Sen Quasimodo... Yüreği ve görüntüsü bu kadar tezat olan bir karaktere rastlamamıştım. Ta ki
Notre Dame'ın Kamburu 'nu okuyana kadar...
Eserde, dışı bakılamayacak kadar çirkin, yüreği inanılamayacak güzel olan Quasimodo ve onun tam tersi olan Phoebus karakteri aracılığıyla, sadece dış görünüşe önem vermenin ne kadar yanlış bir tutum olduğunun mesajı çok başarılı bir şekilde verilmiş.
Hani bir söz vardır, "İçinin güzelliği dışına yansımış" diye,
Victor Hugo işte o sözü almış Notre Dame'ın kulesinden aşağı fırlatmış.
Eserle ilgili söylemek istediğim çok şey var. Bir düzeltme yaparak anlatmaya başlayayım, eser değil şaheser bu kitap... En sevdiğim kitaplardan olan
Notre Dame'ın Kamburu kitabını okuma konusunda çekimserdim, sıkıcı ve ağır bir kitaptır diye düşünüyordum. O yüzden de okumak isteyenler varsa birlikte okursak birbirimize motivasyon olur diyerek okuma daveti yaptım. (Bana eşlik eden
Htcgzl 'e çok teşekkür ederim.)
İlk 130 sayfadaki kilise tasviri ve Paris mimarisi anlatımı ile zor bir başlangıç oldu, acaba arkadaşlara yazık mı ettim diye düşünmeden edemedim :) Ama fikrine ve zevkine güvendiğim
Büşra 'nın ilk sayfalarda tasvir çok ama sonrası güzel ilerliyor şeklinde motive etmesiyle ha gayret diyerek devam ettim. İyi ki devam etmişim. Kitabın ilerleyen sayfalarında kitaba başladığım için pişmanlığın aksine bu kitabı neden daha önce okumadım diye bir geç kalmışlık hissi hakim oldu. Bana göre
Notre Dame'ın Kamburu ölmeden önce okunması gereken eserlerden.
Bu kitabı okumadan ölseydim eğer, kendimi hiç yaşamamış sayardım.
Notre Dame'ın Kamburu , orijinal adıyla Notre Dame de Paris adından da anlaşılacağı üzere Notre Dame de Paris katedralini konu edinmektedir. Bu sebeptendir ki
Victor Hugo kitabın isminin hakkını verircesine kilisenin ve Paris'in gözümüzün önünde canlanması için tüm ayrıntısı ile tasvir eder. Otuz sayfa süren Paris mimarisi hakkındaki tasvirlerden sonra sayfa 142'de okuruyla dalga geçer gibi şöyle der: "İşte 1482'de yaşayan kargaların Notre-Dame'in kulelerinin zirvesinden gördükleri Paris böyleydi."

Etiketleme ve bölütleme kayıtları:
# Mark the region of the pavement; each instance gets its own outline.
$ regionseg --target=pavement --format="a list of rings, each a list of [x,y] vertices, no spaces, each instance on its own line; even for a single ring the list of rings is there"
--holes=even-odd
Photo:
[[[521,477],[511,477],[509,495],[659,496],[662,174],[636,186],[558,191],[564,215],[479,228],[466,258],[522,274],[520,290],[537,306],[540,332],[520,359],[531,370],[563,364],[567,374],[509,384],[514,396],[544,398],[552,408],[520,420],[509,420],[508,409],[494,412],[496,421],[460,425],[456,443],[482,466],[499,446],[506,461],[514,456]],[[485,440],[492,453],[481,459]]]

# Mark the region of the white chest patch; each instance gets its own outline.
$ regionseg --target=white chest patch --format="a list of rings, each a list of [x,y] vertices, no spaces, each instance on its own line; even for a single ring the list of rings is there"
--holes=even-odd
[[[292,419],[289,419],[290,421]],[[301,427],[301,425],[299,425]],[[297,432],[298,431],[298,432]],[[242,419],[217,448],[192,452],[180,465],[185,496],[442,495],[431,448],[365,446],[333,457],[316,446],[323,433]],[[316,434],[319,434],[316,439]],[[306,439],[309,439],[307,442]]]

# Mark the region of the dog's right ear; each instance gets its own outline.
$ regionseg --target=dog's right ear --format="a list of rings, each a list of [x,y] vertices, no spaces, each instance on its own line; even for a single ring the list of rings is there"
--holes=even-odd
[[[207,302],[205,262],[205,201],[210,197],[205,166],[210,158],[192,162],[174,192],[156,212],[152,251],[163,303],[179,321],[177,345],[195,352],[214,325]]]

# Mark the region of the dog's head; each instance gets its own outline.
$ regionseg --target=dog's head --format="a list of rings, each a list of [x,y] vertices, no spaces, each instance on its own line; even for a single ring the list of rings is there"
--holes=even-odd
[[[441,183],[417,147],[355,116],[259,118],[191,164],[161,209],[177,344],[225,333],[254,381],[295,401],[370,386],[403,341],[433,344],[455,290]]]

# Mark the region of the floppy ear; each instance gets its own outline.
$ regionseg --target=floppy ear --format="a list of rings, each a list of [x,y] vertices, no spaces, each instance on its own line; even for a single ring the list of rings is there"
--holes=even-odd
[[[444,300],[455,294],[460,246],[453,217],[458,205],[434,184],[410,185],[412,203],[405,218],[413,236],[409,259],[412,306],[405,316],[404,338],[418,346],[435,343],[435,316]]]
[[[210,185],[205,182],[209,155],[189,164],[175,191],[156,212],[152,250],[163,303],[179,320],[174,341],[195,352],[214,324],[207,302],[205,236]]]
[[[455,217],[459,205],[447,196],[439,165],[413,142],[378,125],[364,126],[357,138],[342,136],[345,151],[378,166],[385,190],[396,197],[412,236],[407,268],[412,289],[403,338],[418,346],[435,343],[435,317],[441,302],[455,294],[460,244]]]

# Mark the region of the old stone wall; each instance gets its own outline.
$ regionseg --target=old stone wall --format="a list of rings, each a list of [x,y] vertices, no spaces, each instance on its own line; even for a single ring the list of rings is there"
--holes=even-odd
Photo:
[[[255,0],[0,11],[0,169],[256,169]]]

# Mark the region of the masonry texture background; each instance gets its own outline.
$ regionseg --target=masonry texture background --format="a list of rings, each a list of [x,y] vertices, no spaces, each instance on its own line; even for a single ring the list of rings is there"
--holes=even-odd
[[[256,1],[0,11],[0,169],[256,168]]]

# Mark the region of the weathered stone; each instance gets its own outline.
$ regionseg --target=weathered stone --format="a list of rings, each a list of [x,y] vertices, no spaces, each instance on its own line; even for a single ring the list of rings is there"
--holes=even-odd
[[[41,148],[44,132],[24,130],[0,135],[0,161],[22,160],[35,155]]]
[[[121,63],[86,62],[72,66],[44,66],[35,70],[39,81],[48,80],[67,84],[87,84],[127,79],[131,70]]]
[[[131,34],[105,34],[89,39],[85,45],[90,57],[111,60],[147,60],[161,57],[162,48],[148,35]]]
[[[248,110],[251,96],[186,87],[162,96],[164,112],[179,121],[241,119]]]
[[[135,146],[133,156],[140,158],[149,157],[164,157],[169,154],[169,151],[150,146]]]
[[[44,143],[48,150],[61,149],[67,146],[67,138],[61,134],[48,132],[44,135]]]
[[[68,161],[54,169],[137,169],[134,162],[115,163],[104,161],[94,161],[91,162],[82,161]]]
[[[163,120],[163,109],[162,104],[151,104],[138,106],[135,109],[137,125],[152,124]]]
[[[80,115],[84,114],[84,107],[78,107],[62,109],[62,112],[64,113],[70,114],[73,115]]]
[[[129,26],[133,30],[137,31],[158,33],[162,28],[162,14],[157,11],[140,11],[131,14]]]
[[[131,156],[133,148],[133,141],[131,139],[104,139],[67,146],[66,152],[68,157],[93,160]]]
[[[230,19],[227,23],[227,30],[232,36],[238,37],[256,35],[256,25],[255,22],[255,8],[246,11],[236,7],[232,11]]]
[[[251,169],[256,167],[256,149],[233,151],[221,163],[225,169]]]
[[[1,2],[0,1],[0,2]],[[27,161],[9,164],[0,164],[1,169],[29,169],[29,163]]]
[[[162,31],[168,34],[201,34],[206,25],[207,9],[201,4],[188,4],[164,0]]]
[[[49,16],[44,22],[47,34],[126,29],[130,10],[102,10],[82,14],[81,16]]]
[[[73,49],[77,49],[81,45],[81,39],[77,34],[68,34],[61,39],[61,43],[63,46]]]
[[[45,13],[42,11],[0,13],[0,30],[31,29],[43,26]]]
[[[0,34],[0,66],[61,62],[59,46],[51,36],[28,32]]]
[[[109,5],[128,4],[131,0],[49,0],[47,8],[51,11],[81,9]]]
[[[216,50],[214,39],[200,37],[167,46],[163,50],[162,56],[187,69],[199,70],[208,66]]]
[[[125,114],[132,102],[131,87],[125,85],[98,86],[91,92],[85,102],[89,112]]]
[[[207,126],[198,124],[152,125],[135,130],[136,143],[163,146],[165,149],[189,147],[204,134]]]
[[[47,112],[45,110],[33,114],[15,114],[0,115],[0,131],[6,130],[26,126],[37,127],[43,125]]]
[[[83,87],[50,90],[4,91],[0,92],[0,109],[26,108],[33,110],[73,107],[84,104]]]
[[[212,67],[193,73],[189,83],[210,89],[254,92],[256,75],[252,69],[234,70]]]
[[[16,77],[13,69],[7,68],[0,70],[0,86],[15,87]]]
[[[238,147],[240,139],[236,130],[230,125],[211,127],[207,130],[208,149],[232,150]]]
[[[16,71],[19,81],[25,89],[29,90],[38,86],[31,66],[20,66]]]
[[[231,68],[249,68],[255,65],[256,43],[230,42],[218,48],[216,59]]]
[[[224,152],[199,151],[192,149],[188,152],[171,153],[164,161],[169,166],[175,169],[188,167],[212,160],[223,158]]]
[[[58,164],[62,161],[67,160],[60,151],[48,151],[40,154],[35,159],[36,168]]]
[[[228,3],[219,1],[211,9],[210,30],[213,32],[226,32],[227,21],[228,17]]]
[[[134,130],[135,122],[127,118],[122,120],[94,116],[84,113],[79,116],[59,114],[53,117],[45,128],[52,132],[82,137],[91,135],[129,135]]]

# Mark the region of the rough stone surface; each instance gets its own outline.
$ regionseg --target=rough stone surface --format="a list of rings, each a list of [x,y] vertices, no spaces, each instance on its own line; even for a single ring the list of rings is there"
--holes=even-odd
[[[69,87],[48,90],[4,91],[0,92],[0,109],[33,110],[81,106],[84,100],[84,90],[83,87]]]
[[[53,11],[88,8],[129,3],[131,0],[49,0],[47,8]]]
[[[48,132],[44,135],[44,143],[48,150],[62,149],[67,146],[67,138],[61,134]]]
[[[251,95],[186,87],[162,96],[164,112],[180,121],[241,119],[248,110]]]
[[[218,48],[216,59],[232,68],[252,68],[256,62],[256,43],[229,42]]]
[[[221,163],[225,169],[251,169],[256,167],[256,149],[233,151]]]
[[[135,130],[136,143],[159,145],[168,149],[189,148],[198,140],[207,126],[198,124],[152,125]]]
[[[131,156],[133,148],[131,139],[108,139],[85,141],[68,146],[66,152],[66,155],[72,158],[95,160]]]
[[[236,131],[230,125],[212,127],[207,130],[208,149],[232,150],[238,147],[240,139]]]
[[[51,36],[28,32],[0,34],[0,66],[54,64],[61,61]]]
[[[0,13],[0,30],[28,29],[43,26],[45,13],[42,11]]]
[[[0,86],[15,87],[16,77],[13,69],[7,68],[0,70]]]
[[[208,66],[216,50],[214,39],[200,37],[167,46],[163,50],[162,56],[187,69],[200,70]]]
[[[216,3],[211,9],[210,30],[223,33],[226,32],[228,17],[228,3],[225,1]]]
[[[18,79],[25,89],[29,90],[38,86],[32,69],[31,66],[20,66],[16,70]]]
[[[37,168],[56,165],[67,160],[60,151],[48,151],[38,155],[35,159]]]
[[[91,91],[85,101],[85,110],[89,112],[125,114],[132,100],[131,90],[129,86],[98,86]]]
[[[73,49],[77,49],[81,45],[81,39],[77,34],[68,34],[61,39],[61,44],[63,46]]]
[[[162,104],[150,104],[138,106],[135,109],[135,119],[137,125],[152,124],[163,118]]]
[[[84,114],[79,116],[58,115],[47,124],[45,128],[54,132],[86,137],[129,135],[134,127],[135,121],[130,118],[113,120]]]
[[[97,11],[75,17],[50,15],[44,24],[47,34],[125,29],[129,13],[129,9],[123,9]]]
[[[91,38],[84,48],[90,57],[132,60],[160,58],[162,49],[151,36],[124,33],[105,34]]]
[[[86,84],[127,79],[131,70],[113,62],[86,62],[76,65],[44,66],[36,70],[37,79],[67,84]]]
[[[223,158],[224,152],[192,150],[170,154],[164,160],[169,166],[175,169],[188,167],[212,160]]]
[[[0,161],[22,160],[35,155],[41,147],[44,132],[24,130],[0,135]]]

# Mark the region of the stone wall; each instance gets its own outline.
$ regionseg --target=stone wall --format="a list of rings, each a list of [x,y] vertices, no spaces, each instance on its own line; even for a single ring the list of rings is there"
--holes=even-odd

Yapılacaklar
1. Aşağıdaki ifadelerin seçilen metinle uyuşup uyuşmadığını her biri için evet ya da hayır diyerek belirtiniz ve kararınızı belirleyen sözcükleri metinden birebir alıntılayınız. (a) Yazar, kitabı okumadan önce onun sıkıcı ve ağır bir kitap olduğunu düşünüyordu. (b) Kitabın ilk 130 sayfası Paris'te çıkan bir ayaklanmayı anlatmaktadır. (c) Kitabın orijinal adı Notre Dame de Paris'tir.
2. Seçilen metinde "Eserde, dışı bakılamayacak" sözcüklerinden "bir şekilde verilmiş." sözcüklerine kadar olan bölümü hiçbir değişiklik yapmadan aynen aktarınız.

Görev Yanıtları
1.
(a) Evet: "sıkıcı ve ağır bir kitaptır diye düşünüyordum"
(b) Hayır: "İlk 130 sayfadaki kilise tasviri ve Paris mimarisi anlatımı ile zor bir başlangıç oldu"
(c) Evet: "orijinal adıyla Notre Dame de Paris"

2.
Eserde, dışı bakılamayacak kadar çirkin, yüreği inanılamayacak güzel olan Quasimodo ve onun tam tersi olan Phoebus karakteri aracılığıyla, sadece dış görünüşe önem vermenin ne kadar yanlış bir tutum olduğunun mesajı çok başarılı bir şekilde verilmiş.